* [Set exercise]
Which lines in the listing below contain the word "church"? Return each of them in full, treating uppercase and lowercase as different.

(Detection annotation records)
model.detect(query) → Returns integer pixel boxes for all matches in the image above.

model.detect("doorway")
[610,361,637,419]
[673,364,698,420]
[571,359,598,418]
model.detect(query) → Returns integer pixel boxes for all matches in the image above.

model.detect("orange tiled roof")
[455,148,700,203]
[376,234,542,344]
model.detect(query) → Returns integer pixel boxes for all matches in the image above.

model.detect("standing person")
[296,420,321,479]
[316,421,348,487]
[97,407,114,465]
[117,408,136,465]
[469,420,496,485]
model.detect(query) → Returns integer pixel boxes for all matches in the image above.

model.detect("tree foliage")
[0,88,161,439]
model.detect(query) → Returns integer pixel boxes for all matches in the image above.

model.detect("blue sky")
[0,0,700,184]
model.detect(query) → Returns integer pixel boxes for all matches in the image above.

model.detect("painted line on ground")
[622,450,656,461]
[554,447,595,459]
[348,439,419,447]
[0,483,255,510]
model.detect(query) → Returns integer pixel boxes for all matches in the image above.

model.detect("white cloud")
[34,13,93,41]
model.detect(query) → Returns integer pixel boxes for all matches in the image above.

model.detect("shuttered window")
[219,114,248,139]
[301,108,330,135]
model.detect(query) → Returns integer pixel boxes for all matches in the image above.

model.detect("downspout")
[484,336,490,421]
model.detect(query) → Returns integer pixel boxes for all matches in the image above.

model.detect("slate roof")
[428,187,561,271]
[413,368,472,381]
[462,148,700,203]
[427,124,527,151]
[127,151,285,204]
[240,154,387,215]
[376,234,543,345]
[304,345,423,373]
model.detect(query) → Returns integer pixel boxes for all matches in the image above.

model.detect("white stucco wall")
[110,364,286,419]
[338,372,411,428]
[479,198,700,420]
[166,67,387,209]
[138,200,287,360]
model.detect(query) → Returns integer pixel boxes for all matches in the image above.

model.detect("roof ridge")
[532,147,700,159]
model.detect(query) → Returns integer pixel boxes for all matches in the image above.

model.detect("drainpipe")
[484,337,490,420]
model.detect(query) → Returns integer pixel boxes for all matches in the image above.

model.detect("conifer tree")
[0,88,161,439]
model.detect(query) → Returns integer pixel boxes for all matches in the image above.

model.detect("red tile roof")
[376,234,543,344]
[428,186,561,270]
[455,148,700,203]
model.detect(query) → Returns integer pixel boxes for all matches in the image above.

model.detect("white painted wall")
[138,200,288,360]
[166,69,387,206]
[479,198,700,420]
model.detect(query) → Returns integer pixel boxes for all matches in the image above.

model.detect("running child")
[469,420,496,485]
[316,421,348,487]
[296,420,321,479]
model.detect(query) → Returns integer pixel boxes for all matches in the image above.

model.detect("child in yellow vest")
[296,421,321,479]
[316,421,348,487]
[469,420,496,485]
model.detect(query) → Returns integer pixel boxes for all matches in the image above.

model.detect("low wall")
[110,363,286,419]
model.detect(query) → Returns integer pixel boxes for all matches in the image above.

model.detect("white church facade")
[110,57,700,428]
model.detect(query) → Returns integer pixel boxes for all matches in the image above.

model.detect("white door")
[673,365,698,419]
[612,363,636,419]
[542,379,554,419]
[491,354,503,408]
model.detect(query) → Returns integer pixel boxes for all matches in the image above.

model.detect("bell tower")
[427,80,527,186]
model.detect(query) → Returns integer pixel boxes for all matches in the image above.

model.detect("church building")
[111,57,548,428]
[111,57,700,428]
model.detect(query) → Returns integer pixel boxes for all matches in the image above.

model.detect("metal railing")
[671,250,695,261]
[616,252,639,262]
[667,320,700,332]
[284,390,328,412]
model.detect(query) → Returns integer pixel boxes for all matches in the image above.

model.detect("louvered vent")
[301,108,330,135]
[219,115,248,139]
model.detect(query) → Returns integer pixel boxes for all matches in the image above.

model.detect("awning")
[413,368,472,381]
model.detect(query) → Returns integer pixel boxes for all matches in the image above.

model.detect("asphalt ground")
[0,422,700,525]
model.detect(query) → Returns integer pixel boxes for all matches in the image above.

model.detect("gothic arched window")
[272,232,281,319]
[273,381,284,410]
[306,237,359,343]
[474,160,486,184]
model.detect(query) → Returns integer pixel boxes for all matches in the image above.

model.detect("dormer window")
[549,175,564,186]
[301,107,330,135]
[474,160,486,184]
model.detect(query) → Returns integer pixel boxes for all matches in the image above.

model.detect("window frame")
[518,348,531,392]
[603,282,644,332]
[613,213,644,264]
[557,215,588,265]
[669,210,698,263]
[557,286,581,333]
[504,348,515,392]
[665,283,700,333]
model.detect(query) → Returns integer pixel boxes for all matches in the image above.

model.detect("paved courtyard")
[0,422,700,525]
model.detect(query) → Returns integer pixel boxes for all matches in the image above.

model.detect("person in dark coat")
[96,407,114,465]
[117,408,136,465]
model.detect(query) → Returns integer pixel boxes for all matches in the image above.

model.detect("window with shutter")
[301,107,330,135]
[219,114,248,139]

* [Result for this task]
model.detect("white church facade")
model.detect("church building")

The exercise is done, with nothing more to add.